--- BEGIN ---

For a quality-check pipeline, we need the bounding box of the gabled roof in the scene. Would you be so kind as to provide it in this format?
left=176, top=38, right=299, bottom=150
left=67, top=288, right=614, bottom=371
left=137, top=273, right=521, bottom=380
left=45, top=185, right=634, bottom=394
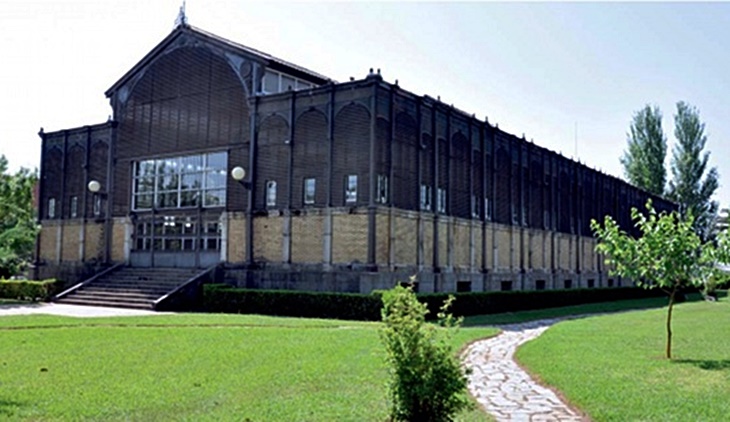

--- END ---

Please retype every one of the entries above word for word, leaving out the pictures.

### EXERCISE RESPONSE
For a quality-check pipeline, we need the bounding box of the gabled roof in the scene. Would you be so kind as to provide it in this format?
left=176, top=38, right=299, bottom=150
left=67, top=288, right=614, bottom=371
left=137, top=273, right=521, bottom=380
left=45, top=185, right=634, bottom=394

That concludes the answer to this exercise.